>> Begin DATASET EXCERPTS

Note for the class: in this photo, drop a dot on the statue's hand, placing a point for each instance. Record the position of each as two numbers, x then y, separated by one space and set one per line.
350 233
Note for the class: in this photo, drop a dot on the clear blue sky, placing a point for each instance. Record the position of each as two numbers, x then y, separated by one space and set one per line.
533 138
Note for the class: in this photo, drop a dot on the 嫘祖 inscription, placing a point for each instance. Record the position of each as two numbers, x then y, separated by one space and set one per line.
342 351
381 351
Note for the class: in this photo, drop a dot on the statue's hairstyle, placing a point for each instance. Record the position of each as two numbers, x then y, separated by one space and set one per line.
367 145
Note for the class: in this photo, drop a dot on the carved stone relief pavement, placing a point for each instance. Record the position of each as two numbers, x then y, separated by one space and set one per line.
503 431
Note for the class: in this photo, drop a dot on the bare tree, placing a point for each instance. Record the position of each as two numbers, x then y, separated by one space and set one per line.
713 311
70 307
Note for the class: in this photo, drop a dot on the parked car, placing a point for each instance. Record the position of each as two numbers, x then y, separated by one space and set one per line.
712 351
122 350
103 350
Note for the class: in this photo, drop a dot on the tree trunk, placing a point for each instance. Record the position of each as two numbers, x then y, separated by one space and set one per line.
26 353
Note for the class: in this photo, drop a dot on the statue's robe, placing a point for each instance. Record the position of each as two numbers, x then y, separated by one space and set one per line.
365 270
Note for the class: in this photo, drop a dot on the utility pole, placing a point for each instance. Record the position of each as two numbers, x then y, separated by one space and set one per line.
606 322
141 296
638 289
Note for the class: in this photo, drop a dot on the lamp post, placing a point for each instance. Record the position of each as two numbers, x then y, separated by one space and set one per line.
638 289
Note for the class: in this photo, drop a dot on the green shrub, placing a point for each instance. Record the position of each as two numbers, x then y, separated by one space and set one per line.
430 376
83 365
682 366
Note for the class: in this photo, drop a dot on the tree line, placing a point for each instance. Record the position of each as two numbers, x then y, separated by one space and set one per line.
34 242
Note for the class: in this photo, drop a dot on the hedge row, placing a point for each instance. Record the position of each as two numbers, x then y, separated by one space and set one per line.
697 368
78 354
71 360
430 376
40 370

>> End DATASET EXCERPTS

EXERCISE TASK: Copy out all of the data above word for word, keeping every line in its original order.

EXPECTED ANSWER:
Note for the class: in this photo, drop a dot on the statue's hand, placing a point for each instance. Record the position of each as two numbers, x then y, separated by one space and set one per line.
350 233
Note for the class: in this photo, drop a dot on the clear blue sky, placing a point for each instance. Record the position of each as two numbers, x then y, separated by one space and set one per line.
533 138
Note for the class: in this photo, drop a dot on the 嫘祖 inscription, placing a point for each instance. Record the position of each as two numbers, x then y, separated by one space and set one per line.
342 351
381 351
Note for the class: in this photo, drop a dot on the statue's hairstyle, placing a point for each instance. Record the position of each as two numbers, x then y, separated by one space and set one per line.
367 145
Note for the class: in this photo, drop a dot on the carved stone relief pavement, placing a point for each instance. Record the position of each as two numbers, x then y, separated by one space and set one per line.
503 431
Note for the class: in this photo, drop a dot on the bare tree, placing a point for each instance. Record the position of each as two numbers, x then y, separated by one space and set one per line.
713 311
70 307
Note for the class: in this photo, drop a dot on the parked car, placing a point for each instance. Record the position of each as two numbers, x then y, separated by one space and set one per line.
712 351
122 350
103 350
Note for the class: in this photo, drop a dot on the tree trunk, placing a point for each instance. Record the position of each as two numbers, x then y, separated by one space and set one per line.
26 353
Note for the class: in this photo, drop a dot on the statue's robe, placing a point for each instance. Record the position of each as two numbers, x then y, separated by one space and set one per line.
365 270
Note for the class: in this photo, drop a dot on the utility pole, placing a point for each instance. Record the position of each as two numbers, x then y, separated by one space and set one per line.
606 322
141 296
638 289
Note for the class: in this photo, drop a dot on the lamp post, placing a point for each instance. Record the position of each as two numbers, x then y, separated by one space and set one per line.
638 289
Note for the class: in this photo, drop a dot on the green shrub, placing a point for each instance. Record the position of each as two numbers, x then y, separated by one space and set one per line.
430 376
83 365
682 366
Note for the class: in this photo, drop a dot on the tree line, placing a point for each instance. Record the position of each as two numbers, x then y, separated by one space and set one per line.
34 242
Note for the class: in this photo, drop a dot on the hedge row, placing a point for each instance. Record the position of each as two numbers, x then y, separated by one space and set one per line.
697 368
78 354
71 360
430 376
40 370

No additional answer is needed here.